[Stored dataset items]
** BEGIN **

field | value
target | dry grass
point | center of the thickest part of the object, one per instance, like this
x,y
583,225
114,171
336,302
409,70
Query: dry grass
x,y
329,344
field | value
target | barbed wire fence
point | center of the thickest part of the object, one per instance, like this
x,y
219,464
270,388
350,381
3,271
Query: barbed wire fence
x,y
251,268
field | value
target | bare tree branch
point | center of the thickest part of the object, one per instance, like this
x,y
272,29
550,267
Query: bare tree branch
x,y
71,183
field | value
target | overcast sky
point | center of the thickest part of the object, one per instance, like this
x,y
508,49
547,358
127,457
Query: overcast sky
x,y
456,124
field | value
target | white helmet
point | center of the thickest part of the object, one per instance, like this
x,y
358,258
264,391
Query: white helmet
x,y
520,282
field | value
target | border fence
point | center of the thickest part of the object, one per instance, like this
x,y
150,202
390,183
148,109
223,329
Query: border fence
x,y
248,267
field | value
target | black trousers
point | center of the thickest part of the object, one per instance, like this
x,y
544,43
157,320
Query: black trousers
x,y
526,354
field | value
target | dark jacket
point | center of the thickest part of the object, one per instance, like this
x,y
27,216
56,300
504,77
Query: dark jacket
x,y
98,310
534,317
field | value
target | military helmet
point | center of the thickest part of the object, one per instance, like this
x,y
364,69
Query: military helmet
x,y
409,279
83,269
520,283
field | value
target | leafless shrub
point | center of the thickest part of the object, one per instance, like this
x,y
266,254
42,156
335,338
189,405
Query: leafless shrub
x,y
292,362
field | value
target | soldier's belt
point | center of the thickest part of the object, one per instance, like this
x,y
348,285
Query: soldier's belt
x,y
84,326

** END **
** BEGIN **

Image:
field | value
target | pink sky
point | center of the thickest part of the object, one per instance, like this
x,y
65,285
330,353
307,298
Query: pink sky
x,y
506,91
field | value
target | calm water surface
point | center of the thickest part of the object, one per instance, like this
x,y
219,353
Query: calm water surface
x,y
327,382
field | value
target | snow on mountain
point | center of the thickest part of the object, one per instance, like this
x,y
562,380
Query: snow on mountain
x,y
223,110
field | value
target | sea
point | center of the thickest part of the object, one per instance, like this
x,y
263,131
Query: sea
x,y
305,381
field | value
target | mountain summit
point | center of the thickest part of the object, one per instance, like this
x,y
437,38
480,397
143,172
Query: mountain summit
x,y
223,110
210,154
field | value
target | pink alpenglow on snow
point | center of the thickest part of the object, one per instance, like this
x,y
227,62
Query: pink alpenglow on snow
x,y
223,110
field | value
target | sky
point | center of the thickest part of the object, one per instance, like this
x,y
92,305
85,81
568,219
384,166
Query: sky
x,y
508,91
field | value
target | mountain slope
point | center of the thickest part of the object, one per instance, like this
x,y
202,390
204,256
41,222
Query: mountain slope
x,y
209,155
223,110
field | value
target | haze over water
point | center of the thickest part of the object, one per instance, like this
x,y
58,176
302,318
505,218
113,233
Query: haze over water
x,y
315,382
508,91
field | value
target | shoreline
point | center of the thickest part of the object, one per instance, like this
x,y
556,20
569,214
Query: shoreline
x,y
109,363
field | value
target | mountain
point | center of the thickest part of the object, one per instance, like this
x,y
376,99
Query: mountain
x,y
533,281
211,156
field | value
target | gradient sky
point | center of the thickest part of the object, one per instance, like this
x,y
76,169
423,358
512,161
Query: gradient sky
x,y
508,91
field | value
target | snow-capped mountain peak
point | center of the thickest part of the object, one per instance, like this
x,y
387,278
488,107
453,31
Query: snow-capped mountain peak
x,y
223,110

** END **

[Task prompt] Extract each line of the records above that includes the word "military", reproducing every such line in full.

[Reply]
target | military helmet
Query: military helmet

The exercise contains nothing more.